* Stored items from a collection:

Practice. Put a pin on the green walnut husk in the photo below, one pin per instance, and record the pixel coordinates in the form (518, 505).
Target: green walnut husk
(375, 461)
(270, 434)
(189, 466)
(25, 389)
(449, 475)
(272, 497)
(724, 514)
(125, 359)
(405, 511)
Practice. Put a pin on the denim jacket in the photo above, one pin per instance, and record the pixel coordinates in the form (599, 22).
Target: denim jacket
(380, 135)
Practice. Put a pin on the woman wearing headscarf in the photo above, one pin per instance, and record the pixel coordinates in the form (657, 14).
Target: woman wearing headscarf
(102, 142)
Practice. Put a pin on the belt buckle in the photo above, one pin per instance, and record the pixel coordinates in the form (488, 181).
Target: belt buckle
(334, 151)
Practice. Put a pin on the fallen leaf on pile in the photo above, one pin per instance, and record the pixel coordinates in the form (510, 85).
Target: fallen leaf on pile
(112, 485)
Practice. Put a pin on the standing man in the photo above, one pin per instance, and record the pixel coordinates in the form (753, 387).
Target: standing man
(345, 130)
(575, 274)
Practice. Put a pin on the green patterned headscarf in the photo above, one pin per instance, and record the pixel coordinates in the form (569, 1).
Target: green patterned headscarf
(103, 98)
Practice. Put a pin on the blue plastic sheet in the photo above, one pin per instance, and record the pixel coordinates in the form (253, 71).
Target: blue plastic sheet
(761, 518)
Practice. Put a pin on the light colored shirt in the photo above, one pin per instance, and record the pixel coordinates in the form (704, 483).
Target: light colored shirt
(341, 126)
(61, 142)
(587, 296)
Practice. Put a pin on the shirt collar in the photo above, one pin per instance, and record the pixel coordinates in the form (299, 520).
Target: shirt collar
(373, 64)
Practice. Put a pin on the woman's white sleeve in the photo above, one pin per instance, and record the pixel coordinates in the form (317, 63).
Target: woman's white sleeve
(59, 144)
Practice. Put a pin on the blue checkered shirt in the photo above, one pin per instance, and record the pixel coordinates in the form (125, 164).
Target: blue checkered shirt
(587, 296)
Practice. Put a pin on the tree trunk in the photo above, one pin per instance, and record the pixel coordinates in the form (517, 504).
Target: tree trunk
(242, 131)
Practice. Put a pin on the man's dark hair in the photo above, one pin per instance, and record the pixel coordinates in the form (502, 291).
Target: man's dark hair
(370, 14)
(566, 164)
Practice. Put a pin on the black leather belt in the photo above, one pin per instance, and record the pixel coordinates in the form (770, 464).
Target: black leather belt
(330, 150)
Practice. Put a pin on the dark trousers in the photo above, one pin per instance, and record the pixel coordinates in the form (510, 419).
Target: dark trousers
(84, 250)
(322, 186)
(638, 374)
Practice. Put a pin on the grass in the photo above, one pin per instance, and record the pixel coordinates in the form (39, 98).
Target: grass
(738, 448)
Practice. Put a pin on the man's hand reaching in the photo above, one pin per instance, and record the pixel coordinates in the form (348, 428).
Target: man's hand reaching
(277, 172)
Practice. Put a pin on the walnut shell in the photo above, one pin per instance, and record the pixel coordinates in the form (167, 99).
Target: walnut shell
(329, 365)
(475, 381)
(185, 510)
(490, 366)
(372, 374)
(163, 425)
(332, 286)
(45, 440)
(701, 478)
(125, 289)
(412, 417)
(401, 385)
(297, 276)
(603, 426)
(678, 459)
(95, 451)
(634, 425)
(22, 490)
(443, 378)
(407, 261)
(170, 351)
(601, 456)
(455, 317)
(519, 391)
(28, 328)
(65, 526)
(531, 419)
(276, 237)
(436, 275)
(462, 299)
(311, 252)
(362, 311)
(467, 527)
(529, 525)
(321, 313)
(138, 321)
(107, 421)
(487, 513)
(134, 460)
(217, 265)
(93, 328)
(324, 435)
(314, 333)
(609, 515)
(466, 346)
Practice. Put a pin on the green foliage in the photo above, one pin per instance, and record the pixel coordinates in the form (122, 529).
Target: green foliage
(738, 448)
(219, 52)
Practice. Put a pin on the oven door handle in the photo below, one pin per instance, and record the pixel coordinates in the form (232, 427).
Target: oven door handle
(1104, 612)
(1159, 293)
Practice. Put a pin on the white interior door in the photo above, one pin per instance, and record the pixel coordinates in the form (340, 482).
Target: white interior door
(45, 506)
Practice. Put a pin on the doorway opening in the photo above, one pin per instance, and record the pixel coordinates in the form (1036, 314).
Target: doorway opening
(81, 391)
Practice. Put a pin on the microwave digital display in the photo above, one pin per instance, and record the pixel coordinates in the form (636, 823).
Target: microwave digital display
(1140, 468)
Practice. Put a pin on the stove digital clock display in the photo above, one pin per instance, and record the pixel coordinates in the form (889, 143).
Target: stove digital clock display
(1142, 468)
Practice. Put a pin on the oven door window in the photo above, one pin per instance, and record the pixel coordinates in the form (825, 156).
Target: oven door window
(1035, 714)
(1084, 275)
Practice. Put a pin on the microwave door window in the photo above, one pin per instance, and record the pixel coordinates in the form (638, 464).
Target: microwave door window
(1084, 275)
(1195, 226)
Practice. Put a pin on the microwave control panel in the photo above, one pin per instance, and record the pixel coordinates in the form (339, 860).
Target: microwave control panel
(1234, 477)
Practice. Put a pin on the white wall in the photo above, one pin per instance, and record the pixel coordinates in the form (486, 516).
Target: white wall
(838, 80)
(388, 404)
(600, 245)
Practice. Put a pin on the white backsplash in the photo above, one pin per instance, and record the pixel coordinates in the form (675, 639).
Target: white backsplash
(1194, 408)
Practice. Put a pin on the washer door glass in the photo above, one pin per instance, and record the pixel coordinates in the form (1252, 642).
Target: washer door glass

* To do:
Quote all of the lines above word for word, from the first to the last.

* Completed exercise:
Practice. Put a pin on the green walnut husk in the photo below, one pin per instance, and record the pixel coordinates in the form (518, 505).
Target: green walnut husk
(375, 461)
(270, 434)
(189, 466)
(25, 389)
(449, 475)
(272, 497)
(724, 514)
(125, 359)
(405, 511)
Practice. Put a pin on the denim jacket in the photo above, one pin per instance, and record the pixel coordinates in the form (599, 22).
Target: denim jacket
(380, 135)
Practice. Put a pin on the woman wearing headscarf in the photo above, one pin per instance, and record the pixel coordinates in the form (657, 14).
Target: woman wearing headscarf
(102, 142)
Practice. Put a pin on the belt buckle in the photo above, one pin per instance, and record the pixel coordinates in the form (488, 181).
Target: belt buckle
(334, 151)
Practice. Put a pin on the fallen leaf on pile in the photo above, one pin per instance, and record the pixel coordinates in the form (510, 85).
Target: fallen leaf on pile
(112, 485)
Practice. Put a pin on the standing man in the photo above, one pin per instance, and record the pixel coordinates in the form (753, 387).
Target: standing man
(345, 130)
(575, 274)
Practice. Put a pin on the green patterned headscarf in the photo above, one pin per instance, and record the pixel coordinates in the form (569, 1).
Target: green patterned headscarf
(103, 98)
Practice. Put a pin on the blue plastic sheet in the photo above, one pin per instance, and record the pixel coordinates in the form (253, 71).
Target: blue plastic sheet
(761, 518)
Practice. Put a pin on the light colored shirt in the photo above, one pin per instance, and record the pixel coordinates in the form (704, 483).
Target: light colored shirt
(341, 126)
(61, 142)
(587, 296)
Practice. Put a pin on the shirt collar in the photo above, one pin per instance, and record the pixel coordinates in the form (299, 520).
Target: shirt collar
(373, 64)
Practice. Put a pin on the woman's white sleeve in the photo above, one pin per instance, and record the pixel coordinates in the form (317, 63).
Target: woman's white sleeve
(59, 144)
Practice. Put a pin on the blue checkered shirt in the photo above, one pin per instance, and record the pixel coordinates in the form (125, 164).
Target: blue checkered shirt
(587, 296)
Practice. Put a pin on the tree trunk in the photo above, one pin per instance, and record the pixel coordinates in the form (517, 504).
Target: tree trunk
(242, 131)
Practice. Put a pin on the man's dark hair in the photo above, one pin per instance, and record the pixel coordinates in the form (502, 291).
Target: man's dark hair
(370, 14)
(566, 164)
Practice. Put a pin on the black leather belt in the photo above, one pin per instance, and record the pixel coordinates in the form (770, 464).
Target: black leather belt
(330, 150)
Practice. Put a pin on the dark trousers in the photo above, one pin per instance, and record the pixel coordinates in the form (510, 419).
Target: dark trousers
(84, 250)
(322, 186)
(638, 374)
Practice. Put a pin on the grass in the photo above, one pin per instance, and record the pixel coordinates in the form (39, 98).
Target: grass
(738, 448)
Practice. Put a pin on the man's hand reaching in the photo above, one pin per instance, and record the pixel coordinates in the form (348, 428).
Target: man's hand reaching
(277, 172)
Practice. Put a pin on the walnut shell in the photo above, one pin per instance, and record the pixel coordinates in the form (167, 99).
Target: walnut shell
(329, 365)
(475, 381)
(185, 510)
(490, 366)
(372, 374)
(163, 425)
(332, 286)
(45, 440)
(701, 478)
(125, 289)
(412, 417)
(401, 385)
(297, 276)
(603, 426)
(678, 459)
(95, 451)
(634, 425)
(22, 490)
(443, 378)
(407, 261)
(170, 351)
(601, 456)
(455, 317)
(519, 391)
(28, 328)
(65, 526)
(531, 419)
(276, 237)
(436, 275)
(462, 299)
(311, 252)
(362, 311)
(467, 527)
(529, 525)
(321, 313)
(138, 321)
(107, 421)
(487, 513)
(134, 460)
(217, 265)
(93, 328)
(324, 435)
(314, 333)
(609, 515)
(466, 346)
Practice. Put a pin on the green foliage in the photo above, one pin per instance, and record the pixel coordinates in the form (122, 529).
Target: green foliage
(738, 448)
(219, 52)
Practice. Put a pin on the oven door handle in the photo below, one pin per instance, and record the pixel coordinates in the form (232, 427).
Target: oven door handle
(1104, 612)
(1159, 293)
Practice. Put a pin on the white interior door in the photo above, one pin per instance, and record the pixel coordinates in the form (340, 482).
Target: white interior door
(45, 506)
Practice. Put a pin on the doorway opening in the photo above, one pin per instance, and record the pixel coordinates in the form (1036, 314).
Target: doorway opening
(81, 391)
Practice. Put a pin on the microwave digital display in the photo above, one pin per instance, and record the pixel coordinates in the form (636, 823).
Target: microwave digital display
(1140, 468)
Practice. Put a pin on the stove digital clock display in the photo above, one pin per instance, and record the pixel coordinates in the form (889, 143).
Target: stove digital clock display
(1142, 468)
Practice. Put a pin on the oven door window in the photo above, one pin per instance, and record the pixel coordinates in the form (825, 156).
Target: oven door window
(1035, 714)
(1084, 275)
Practice. Put a pin on the microwave door window in the photo above, one pin per instance, and record the pixel coordinates in the form (638, 464).
Target: microwave door window
(1084, 275)
(1195, 226)
Practice. Put a pin on the microwave control panel in the photo above, one pin per instance, and record the pixel coordinates in the form (339, 860).
Target: microwave control panel
(1234, 477)
Practice. Put a pin on the white wall in the photo above, one pin per instance, and record the pixel coordinates in the form (486, 516).
Target: white wall
(838, 80)
(388, 404)
(600, 245)
Practice. Put a pin on the white backsplash in the photo above, one pin per instance, and record the pixel coordinates in the form (675, 639).
Target: white backsplash
(1194, 408)
Practice. Put a pin on the washer door glass in the photo above, one pin per instance, and record the pixel coordinates in the form (1252, 642).
Target: washer door glass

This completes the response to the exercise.